[Records from a data collection]

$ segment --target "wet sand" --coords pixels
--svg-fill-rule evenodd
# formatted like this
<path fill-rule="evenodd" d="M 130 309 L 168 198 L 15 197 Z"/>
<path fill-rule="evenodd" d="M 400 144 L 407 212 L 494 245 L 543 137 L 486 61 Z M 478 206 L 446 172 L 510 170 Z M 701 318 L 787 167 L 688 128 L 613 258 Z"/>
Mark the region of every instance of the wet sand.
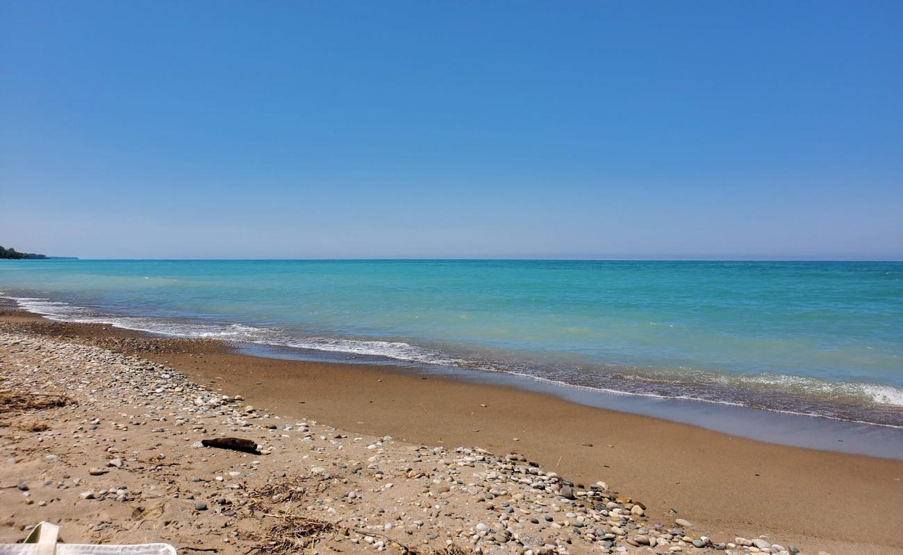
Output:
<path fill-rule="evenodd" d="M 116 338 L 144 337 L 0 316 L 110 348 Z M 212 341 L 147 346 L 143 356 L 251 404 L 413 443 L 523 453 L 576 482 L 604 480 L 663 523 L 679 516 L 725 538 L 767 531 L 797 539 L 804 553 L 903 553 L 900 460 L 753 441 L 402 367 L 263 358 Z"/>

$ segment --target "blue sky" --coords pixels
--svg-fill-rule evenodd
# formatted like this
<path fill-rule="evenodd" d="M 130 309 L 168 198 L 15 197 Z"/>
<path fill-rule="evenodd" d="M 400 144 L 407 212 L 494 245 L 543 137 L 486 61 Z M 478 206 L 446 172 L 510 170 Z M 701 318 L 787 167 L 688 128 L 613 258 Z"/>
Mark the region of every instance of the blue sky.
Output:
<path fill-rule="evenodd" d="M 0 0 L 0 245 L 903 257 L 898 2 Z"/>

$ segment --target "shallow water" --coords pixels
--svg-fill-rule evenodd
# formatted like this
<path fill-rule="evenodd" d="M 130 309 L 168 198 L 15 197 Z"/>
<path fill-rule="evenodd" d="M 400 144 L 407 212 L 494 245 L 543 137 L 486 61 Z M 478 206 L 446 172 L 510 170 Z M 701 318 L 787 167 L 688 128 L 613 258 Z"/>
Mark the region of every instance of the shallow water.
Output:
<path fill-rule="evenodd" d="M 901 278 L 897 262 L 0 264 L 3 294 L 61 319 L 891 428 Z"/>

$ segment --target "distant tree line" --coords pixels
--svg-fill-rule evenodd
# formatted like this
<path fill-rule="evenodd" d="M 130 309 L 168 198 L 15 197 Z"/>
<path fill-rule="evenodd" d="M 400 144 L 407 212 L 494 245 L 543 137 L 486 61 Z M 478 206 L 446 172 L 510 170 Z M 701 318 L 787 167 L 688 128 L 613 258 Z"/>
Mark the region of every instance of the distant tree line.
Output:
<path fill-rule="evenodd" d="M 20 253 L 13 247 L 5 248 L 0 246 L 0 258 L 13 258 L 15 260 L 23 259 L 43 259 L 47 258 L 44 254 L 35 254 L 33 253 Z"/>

BRIEF -
Please copy the data from its start through the line containing "116 338 L 144", requests included, and multiply every polygon coordinate in the answers by 1.85, rounding to whole numbers with halves going up. Leave the numbers in the requests and their format samples unchanged, and omit the pictures.

EXPECTED ANSWER -
$ segment --target "wet sand" --coords pixels
--svg-fill-rule evenodd
# formatted like this
<path fill-rule="evenodd" d="M 130 309 L 168 198 L 15 197 Z"/>
<path fill-rule="evenodd" d="M 400 144 L 407 212 L 494 245 L 543 137 L 486 61 Z M 478 206 L 446 172 L 510 170 Z M 701 318 L 787 167 L 688 128 L 613 258 Z"/>
Mark the region of every instance of the wet sand.
Output:
<path fill-rule="evenodd" d="M 215 625 L 266 623 L 0 585 L 204 644 Z M 392 631 L 272 640 L 265 659 L 464 747 L 764 820 L 968 838 L 1066 892 L 1117 888 L 1227 968 L 1256 955 L 1341 995 L 1419 982 L 1474 997 L 1487 1023 L 1671 1023 L 1665 851 L 1393 816 L 744 679 L 487 662 Z"/>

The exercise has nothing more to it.